----- Given information -----
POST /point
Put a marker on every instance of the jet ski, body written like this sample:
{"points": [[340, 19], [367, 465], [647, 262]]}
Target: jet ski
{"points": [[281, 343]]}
-----
All records must be transcribed exactly, with none left out.

**Exercise result**.
POST /point
Put a marker on every instance of the jet ski, body written like this sample:
{"points": [[340, 19], [367, 465], [647, 262]]}
Target: jet ski
{"points": [[281, 343]]}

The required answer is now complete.